# WORK TASK 1
Copy the Crick and consciousness passage from "Together, the two" to "of brain structure.", and rename "neuroscience" to "brain science" every time it appears.
# WORK TASK 2
In the Crick and consciousness passage, what year did Crick write What Mad Pursuit?

# SOURCE PASSAGE
************
For his foray into neuroscience, Crick collaborated with Christof Koch, who became a personal friend and who wrote after Crick’s death: “Francis Crick was a close personal friend and mentor to me for the past 16 years. He was the living incarnation of what it is to be a scholar: brilliant, rational, dispassionate, and always willing to revise his own opinions and views in light of the actions of a universe that never ceased to astonish him. He was editing a manuscript on his death bed, a scientist until the bitter end.”

Together, the two began a search for the neural correlates of consciousness. In 1990, Crick authored the book What Mad Pursuit: a Personal View of Scientific Discovery, which proposed that neuroscience is where molecular biology was at in the 1920s and ’30s. His next book, The Astonishing Hypothesis: the Scientific Search for the Soul, identified consciousness as the major unsolved problem in biology and put forward the hypothesis that all subjective experiences, however complicated and religious they might seem, arose from the activity of networks of neurons and their associated molecules. In other words, the mystical ‘mind’ is nothing more than brain. He urged his neuroscience colleagues to ask their molecular biology friends for help, for he believed that progress in neuroscience depended on a detailed understanding of the molecular basis of brain structure.
************
# RECORDS SHOWN
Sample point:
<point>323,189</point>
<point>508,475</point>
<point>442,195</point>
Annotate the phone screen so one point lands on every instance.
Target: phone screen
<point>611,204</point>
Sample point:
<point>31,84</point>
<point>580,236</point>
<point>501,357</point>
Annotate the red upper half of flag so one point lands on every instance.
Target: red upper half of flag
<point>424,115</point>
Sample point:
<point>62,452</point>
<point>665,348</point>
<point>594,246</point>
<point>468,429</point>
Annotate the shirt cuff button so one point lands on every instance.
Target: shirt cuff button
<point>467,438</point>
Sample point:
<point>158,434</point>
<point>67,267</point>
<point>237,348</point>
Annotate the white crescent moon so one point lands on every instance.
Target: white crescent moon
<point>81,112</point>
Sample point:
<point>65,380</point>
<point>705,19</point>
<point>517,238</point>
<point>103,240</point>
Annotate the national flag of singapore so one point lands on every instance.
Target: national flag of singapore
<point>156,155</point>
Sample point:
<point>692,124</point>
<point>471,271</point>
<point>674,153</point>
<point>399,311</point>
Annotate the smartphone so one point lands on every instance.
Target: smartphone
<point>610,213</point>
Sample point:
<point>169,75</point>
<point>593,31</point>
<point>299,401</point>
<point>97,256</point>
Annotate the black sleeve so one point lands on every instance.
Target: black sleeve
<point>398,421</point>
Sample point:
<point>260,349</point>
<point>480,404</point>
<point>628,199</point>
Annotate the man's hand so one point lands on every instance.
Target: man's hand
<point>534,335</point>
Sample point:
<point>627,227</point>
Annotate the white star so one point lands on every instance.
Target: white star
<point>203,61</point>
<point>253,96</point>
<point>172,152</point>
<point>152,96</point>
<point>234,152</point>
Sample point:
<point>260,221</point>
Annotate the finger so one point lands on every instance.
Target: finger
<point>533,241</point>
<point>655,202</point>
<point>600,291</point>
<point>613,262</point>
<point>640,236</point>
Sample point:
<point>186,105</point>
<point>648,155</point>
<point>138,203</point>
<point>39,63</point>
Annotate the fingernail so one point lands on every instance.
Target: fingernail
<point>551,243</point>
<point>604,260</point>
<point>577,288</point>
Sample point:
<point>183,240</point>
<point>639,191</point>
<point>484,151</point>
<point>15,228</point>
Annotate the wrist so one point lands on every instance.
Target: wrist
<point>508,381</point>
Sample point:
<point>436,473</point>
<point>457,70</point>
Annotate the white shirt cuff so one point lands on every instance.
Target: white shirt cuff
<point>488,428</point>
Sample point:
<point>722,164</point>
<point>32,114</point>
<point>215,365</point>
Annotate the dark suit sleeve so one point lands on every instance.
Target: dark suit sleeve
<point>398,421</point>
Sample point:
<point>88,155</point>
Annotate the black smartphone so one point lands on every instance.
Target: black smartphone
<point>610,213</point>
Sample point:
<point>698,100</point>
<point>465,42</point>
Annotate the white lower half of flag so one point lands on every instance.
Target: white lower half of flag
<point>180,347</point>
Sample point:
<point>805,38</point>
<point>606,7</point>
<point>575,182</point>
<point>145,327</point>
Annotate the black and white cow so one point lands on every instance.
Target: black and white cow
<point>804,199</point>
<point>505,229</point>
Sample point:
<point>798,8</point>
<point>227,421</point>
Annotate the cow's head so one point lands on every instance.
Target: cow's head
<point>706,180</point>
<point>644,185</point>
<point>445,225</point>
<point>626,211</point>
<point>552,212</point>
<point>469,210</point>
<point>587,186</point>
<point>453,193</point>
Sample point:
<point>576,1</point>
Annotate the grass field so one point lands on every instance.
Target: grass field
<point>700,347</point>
************
# TASK RESULT 1
Together, the two began a search for the neural correlates of consciousness. In 1990, Crick authored the book What Mad Pursuit: a Personal View of Scientific Discovery, which proposed that brain science is where molecular biology was at in the 1920s and ’30s. His next book, The Astonishing Hypothesis: the Scientific Search for the Soul, identified consciousness as the major unsolved problem in biology and put forward the hypothesis that all subjective experiences, however complicated and religious they might seem, arose from the activity of networks of neurons and their associated molecules. In other words, the mystical ‘mind’ is nothing more than brain. He urged his brain science colleagues to ask their molecular biology friends for help, for he believed that progress in brain science depended on a detailed understanding of the molecular basis of brain structure.

# TASK RESULT 2
1990